▸ Task to complete
Reproduce the listing exactly, with no pictures in your copy.

▸ Task material
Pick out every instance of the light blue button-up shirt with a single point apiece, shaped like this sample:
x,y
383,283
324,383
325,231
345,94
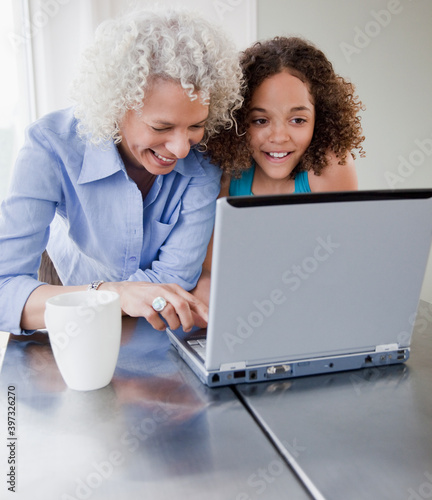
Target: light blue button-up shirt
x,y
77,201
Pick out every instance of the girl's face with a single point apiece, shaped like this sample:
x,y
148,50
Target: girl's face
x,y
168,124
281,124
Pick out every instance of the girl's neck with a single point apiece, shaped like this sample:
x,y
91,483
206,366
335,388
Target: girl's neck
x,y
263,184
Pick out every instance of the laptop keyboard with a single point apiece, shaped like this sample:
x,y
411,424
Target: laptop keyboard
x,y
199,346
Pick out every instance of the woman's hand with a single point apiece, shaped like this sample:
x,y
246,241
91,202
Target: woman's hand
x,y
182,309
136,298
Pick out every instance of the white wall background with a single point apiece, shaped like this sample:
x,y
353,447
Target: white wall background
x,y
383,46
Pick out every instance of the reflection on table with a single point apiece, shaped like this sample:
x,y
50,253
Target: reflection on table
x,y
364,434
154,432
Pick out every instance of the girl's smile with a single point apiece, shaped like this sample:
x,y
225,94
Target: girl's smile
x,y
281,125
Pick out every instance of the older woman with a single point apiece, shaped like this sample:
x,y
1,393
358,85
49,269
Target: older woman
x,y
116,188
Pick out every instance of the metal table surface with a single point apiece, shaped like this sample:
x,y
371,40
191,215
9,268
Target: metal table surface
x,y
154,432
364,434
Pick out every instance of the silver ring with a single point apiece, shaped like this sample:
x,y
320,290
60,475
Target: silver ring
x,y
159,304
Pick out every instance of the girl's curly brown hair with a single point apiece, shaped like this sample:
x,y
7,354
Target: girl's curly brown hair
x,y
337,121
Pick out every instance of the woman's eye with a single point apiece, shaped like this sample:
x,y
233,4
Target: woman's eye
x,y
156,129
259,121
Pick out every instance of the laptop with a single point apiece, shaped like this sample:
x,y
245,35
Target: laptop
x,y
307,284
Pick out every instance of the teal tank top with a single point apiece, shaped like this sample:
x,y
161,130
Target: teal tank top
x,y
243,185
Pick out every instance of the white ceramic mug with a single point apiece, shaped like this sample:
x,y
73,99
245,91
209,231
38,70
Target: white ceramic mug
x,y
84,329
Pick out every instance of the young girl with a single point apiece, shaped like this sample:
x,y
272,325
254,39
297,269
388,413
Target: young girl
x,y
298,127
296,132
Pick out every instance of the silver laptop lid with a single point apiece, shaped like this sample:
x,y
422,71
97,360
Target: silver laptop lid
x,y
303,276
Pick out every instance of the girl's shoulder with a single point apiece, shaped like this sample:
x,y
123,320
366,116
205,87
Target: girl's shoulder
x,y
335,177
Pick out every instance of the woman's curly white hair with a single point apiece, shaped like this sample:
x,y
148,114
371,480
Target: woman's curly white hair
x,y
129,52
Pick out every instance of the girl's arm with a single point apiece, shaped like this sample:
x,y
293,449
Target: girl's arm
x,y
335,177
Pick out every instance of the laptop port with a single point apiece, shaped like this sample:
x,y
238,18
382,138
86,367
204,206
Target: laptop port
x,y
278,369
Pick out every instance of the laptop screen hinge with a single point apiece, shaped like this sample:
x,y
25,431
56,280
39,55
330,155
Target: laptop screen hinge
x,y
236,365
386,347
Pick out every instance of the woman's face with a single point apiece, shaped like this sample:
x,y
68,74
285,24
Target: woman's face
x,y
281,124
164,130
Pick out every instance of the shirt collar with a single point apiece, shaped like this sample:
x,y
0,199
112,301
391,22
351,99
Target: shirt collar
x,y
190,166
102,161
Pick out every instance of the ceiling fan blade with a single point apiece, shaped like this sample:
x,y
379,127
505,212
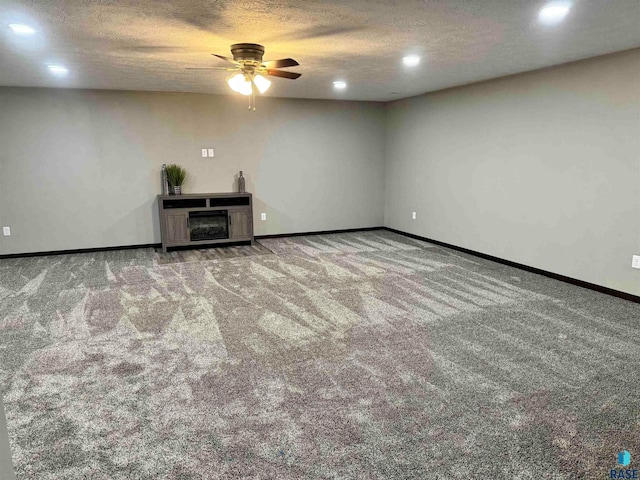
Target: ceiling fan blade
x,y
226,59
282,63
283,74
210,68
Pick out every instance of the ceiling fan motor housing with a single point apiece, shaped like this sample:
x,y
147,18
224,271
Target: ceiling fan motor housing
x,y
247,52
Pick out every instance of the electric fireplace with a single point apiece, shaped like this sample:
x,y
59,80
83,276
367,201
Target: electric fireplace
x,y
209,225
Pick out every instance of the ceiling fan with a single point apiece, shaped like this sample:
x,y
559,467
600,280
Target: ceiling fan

▸ Final result
Pick out every instance of the light blue button-up shirt with a single point apiece, shaped like this sample:
x,y
383,283
324,383
325,231
345,94
Target: light blue button-up shirt
x,y
77,201
Pick out every instance of the girl's face with a single point apiece, shaped like this sample:
x,y
148,50
Target: girl's face
x,y
168,124
281,124
Pick out every instance of the girl's neck with a single point apiece, shaped like this sample:
x,y
91,483
206,366
335,388
Target: girl's neck
x,y
263,184
Pick out every instance of the laptop keyboard with a single point apiece, shaped like this sample:
x,y
411,424
Target: laptop keyboard
x,y
199,346
Pick out every instance of the woman's hand with a single point apiece, shaped like this sample:
x,y
246,241
91,202
Target: woman's hand
x,y
182,309
136,298
Pick out every instance of the white wall background with a single point apiece, shaped like this sample:
x,y
353,447
Target: white wall background
x,y
383,46
Pick out every instance of the reflection on table with a single point apiece, shaped like this sample:
x,y
50,253
Target: reflection on table
x,y
364,434
154,432
Pick out every instance of the girl's smile with a single point apiece, shaped like this sample:
x,y
225,94
Target: girl's smile
x,y
281,125
Pick out every instance of the older woman with a single point apiece, shaped like this sample:
x,y
1,393
358,85
49,269
Target: older woman
x,y
116,188
Pick out every instance of the metal table surface with a single point apiece, shaped like this sample:
x,y
371,40
191,215
9,268
Target: metal table surface
x,y
154,432
364,434
Pick out every instance of the silver ring with a single point apiece, shaped like this sample:
x,y
320,290
60,475
Target: silver ring
x,y
159,304
Pick out every instance of the girl's curly brown hair with a single point apiece, shaped like this sample:
x,y
7,354
Target: girl's curly brown hair
x,y
337,121
Pick out every instance of the woman's eye with a single point apiece, shaped like this sample:
x,y
233,4
Target: woman's eye
x,y
156,129
259,121
Pick out every instance of the laptop with a single point apiece, shaped like this sample:
x,y
245,35
Target: laptop
x,y
307,284
Pick out every instance of the teal tank top with a single point apiece, shaped like this sample:
x,y
161,130
Target: teal tank top
x,y
243,185
Pick out every instance of the white ceramic mug with a single point apiece, shaped like this sample:
x,y
73,99
245,91
209,231
38,70
Target: white ceramic mug
x,y
84,329
Pick out every instance of the young girl with a single point apiece, shaped like this sample:
x,y
272,325
254,39
297,269
388,413
Target: young girl
x,y
298,127
296,132
Pick out every instance of the silver laptop lid with a single point apiece, shaped like this sample:
x,y
422,71
97,360
Target: silver laptop lid
x,y
303,276
Pick out every instance of the girl's shoulder with a single point apiece, shaped like this sample:
x,y
123,320
366,116
205,87
Target: girl's shoulder
x,y
335,177
Pick out every instance of the woman's curly white hair with a single point apiece, shaped like this sample:
x,y
148,114
371,480
Target: woman's curly white hair
x,y
129,52
Pick out every instance of the girl's arm with a single point apiece, shaped like this sample:
x,y
293,449
Target: girl's arm
x,y
335,177
Pick out every instance of the laptop port with a single point apiece, shaped like this sample:
x,y
238,18
382,138
86,367
204,206
Target: laptop port
x,y
278,369
Pick out every instance of the laptop screen hinge with a single point apiece, shaped like this sample:
x,y
25,431
56,280
39,55
330,155
Target: laptop screen hinge
x,y
236,365
386,347
Pick out every instance of the woman's face with a single point apiece, shaped like this sample:
x,y
68,74
285,24
Target: woman's face
x,y
281,124
164,130
Pick out every instance of the shirt collar with a single point apiece, shaped like this sample:
x,y
0,199
112,301
391,22
351,99
Target: shirt collar
x,y
190,166
102,161
Pick out every instance of the ceiling fan blade with a single point apiece, shaped like this sample:
x,y
379,127
505,212
Target: ceiling fan blade
x,y
226,59
282,63
283,74
210,68
Pick out every instance of the ceiling fan motor housing with a single point apiece, shaped like this sample:
x,y
147,18
224,271
Target: ceiling fan motor housing
x,y
247,52
Pick out every instance of the electric fireplace with a single point apiece, shaped like this sample:
x,y
59,80
83,276
367,201
Target: electric fireplace
x,y
209,225
Pick out every instance of the ceiling fan with a single point apiece, shaped like this sample:
x,y
559,467
600,280
Target: ceiling fan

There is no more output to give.